_Aim of the exercise_
Copy out the following records word for word, keeping every line unchanged.

[Stored entries]
· · · · · · ·

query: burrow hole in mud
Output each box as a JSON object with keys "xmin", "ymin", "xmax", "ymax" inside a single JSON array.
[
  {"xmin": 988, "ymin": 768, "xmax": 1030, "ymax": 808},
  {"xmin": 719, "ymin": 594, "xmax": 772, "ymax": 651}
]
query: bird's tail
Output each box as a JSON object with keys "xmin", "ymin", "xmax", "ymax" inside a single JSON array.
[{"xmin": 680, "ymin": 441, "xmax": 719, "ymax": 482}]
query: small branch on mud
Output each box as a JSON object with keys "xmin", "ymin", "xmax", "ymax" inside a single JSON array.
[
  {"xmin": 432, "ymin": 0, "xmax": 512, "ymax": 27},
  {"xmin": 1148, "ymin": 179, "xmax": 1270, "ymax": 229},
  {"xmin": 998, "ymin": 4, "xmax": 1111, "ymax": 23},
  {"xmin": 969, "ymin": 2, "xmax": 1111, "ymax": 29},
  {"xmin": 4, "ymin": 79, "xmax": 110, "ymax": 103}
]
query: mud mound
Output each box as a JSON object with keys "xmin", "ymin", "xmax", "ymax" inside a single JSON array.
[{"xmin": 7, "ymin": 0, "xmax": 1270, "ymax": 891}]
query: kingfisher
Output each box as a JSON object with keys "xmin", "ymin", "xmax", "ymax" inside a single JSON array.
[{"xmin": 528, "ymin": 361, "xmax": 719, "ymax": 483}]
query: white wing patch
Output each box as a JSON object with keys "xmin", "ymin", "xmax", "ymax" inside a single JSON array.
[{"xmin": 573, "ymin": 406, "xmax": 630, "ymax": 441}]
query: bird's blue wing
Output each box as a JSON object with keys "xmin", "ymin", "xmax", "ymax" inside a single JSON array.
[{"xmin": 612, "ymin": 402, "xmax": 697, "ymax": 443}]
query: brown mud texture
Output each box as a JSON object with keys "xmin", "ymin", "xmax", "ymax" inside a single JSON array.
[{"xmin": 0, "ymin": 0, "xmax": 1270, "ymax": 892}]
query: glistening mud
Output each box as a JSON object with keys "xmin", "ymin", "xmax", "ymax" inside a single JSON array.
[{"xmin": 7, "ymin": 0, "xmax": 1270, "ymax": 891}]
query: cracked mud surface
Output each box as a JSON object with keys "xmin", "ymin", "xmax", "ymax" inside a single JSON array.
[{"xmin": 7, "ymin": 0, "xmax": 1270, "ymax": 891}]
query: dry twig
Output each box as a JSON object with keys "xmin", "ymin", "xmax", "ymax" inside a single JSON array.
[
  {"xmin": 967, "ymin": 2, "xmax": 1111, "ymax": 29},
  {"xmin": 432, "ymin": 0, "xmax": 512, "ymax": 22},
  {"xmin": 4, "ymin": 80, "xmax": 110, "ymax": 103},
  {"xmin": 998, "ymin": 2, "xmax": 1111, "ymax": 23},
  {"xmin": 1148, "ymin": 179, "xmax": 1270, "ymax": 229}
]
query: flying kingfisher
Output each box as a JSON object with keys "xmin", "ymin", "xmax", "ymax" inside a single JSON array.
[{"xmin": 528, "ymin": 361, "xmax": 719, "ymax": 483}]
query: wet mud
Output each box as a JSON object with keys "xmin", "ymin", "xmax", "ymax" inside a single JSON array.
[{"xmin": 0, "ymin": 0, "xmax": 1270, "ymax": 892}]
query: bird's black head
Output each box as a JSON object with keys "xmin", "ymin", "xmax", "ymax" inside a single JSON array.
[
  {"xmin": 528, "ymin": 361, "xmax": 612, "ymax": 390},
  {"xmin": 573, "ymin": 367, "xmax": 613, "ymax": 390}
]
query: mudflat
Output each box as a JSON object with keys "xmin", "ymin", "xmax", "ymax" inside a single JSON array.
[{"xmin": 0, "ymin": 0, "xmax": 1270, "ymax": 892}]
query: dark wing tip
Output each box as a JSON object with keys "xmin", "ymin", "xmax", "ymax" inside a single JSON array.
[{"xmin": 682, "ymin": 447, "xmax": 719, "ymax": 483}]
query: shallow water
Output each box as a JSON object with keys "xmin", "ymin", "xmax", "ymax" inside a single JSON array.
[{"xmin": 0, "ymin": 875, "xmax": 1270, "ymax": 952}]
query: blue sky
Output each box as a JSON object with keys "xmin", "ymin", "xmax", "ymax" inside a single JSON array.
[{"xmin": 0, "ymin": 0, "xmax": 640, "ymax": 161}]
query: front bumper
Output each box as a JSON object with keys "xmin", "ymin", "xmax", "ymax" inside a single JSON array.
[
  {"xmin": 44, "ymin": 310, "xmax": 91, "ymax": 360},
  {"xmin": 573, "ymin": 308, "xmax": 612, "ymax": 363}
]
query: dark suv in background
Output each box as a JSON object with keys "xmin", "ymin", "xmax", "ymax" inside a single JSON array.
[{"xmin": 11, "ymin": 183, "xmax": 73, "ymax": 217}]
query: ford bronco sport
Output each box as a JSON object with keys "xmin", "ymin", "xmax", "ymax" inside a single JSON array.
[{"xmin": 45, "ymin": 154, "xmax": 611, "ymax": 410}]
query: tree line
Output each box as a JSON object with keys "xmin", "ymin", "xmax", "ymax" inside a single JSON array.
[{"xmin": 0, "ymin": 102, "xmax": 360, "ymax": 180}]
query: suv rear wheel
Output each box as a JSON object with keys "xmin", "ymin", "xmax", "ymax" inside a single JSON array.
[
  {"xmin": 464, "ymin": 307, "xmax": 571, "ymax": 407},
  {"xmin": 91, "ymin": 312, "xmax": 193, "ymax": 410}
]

· · · · · · ·

_Task response_
query: burrow hole in mud
Output each box as a JSON object with keys "xmin", "ymin", "xmax", "ymax" inside a single JSON array.
[
  {"xmin": 988, "ymin": 768, "xmax": 1030, "ymax": 808},
  {"xmin": 719, "ymin": 594, "xmax": 772, "ymax": 651}
]
query: bird's tail
Output each box as a JSON object with keys "xmin", "ymin", "xmax", "ymax" inside a single JSON array.
[{"xmin": 680, "ymin": 441, "xmax": 719, "ymax": 482}]
query: small branch on mud
Output each box as a JSON object with keys "xmin", "ymin", "xmax", "ymax" inside a single JSON array.
[
  {"xmin": 432, "ymin": 0, "xmax": 512, "ymax": 27},
  {"xmin": 1148, "ymin": 179, "xmax": 1270, "ymax": 229},
  {"xmin": 998, "ymin": 4, "xmax": 1111, "ymax": 23},
  {"xmin": 969, "ymin": 2, "xmax": 1111, "ymax": 29},
  {"xmin": 4, "ymin": 79, "xmax": 110, "ymax": 103}
]
query: mud mound
Output each box as a JSON object with keys "xmin", "ymin", "xmax", "ymax" inside a single JSON array.
[{"xmin": 7, "ymin": 0, "xmax": 1270, "ymax": 891}]
query: kingfisher
Output each box as a JSON object with keys "xmin", "ymin", "xmax", "ymax" inside a single JSON array.
[{"xmin": 528, "ymin": 361, "xmax": 719, "ymax": 483}]
query: white wing patch
Output each box as a JSON object with keys "xmin", "ymin", "xmax", "ymax" inside a single JSON array.
[{"xmin": 573, "ymin": 406, "xmax": 630, "ymax": 441}]
query: bird's blue wing
Output each box as a JSON object with keys "xmin", "ymin", "xmax", "ymax" inside a single JSON array.
[{"xmin": 612, "ymin": 402, "xmax": 697, "ymax": 443}]
query: brown mud texture
Output each box as a JSON object with keys "xmin", "ymin", "xmax", "ymax" inside a single JSON array.
[{"xmin": 0, "ymin": 0, "xmax": 1270, "ymax": 892}]
query: glistening mud
Output each box as a JSON object with keys "xmin", "ymin", "xmax", "ymax" inside a single JSON array.
[{"xmin": 7, "ymin": 0, "xmax": 1270, "ymax": 891}]
query: cracked mud surface
Output each box as a JSON object with keys "xmin", "ymin", "xmax", "ymax" inside a single JSON array.
[{"xmin": 7, "ymin": 0, "xmax": 1270, "ymax": 891}]
query: dry twig
Output each box as a JSON object with keys "xmin", "ymin", "xmax", "ymax" inside a single JSON array.
[
  {"xmin": 967, "ymin": 2, "xmax": 1111, "ymax": 29},
  {"xmin": 432, "ymin": 0, "xmax": 512, "ymax": 22},
  {"xmin": 4, "ymin": 80, "xmax": 110, "ymax": 103},
  {"xmin": 998, "ymin": 2, "xmax": 1111, "ymax": 23},
  {"xmin": 1148, "ymin": 179, "xmax": 1270, "ymax": 229}
]
query: flying kingfisher
Output each box as a JSON object with keys "xmin", "ymin", "xmax", "ymax" inside a single JSON array.
[{"xmin": 528, "ymin": 361, "xmax": 719, "ymax": 483}]
query: wet mud
Output each box as a JSON object with keys "xmin", "ymin", "xmax", "ymax" inside a single JSON array.
[{"xmin": 0, "ymin": 0, "xmax": 1270, "ymax": 892}]
query: bird's black head
Output each box as a JSON object with keys "xmin", "ymin", "xmax", "ymax" inside a single JSON array.
[
  {"xmin": 528, "ymin": 361, "xmax": 612, "ymax": 390},
  {"xmin": 573, "ymin": 367, "xmax": 613, "ymax": 390}
]
query: mudflat
Output each box as a JSON object with keys "xmin", "ymin", "xmax", "ymax" inside a single JSON array.
[{"xmin": 0, "ymin": 0, "xmax": 1270, "ymax": 892}]
query: dark wing tip
Output each box as a JSON object with keys "xmin", "ymin", "xmax", "ymax" inside a single JSON array.
[{"xmin": 682, "ymin": 447, "xmax": 719, "ymax": 483}]
query: shallow water
Output each box as a JSON object with keys "xmin", "ymin", "xmax", "ymax" inside a single JSON array.
[{"xmin": 0, "ymin": 875, "xmax": 1270, "ymax": 952}]
query: blue sky
Output each box as a JSON object with keys "xmin", "ymin", "xmax", "ymax" inside a single JSON array.
[{"xmin": 0, "ymin": 0, "xmax": 640, "ymax": 161}]
query: front bumper
Output each box as a JSON object with keys "xmin", "ymin", "xmax", "ymax" inside a single JSON array.
[
  {"xmin": 44, "ymin": 310, "xmax": 91, "ymax": 360},
  {"xmin": 573, "ymin": 308, "xmax": 612, "ymax": 363}
]
query: dark suv in background
Output each box as a JSON object with keys "xmin", "ymin", "xmax", "ymax" inside a single JSON array.
[{"xmin": 11, "ymin": 183, "xmax": 73, "ymax": 217}]
query: ford bronco sport
Output each box as a JSON object with keys "xmin", "ymin", "xmax", "ymax" inside a single JSON array.
[{"xmin": 45, "ymin": 154, "xmax": 611, "ymax": 410}]
query: tree line
Output each box as a JSON object with keys "xmin", "ymin", "xmax", "ymax" inside a single JSON array.
[{"xmin": 0, "ymin": 102, "xmax": 360, "ymax": 180}]
query: suv rear wheel
Output each box as a JSON object with keys "xmin", "ymin", "xmax", "ymax" inside a single JSON array.
[
  {"xmin": 464, "ymin": 307, "xmax": 571, "ymax": 407},
  {"xmin": 91, "ymin": 312, "xmax": 193, "ymax": 410}
]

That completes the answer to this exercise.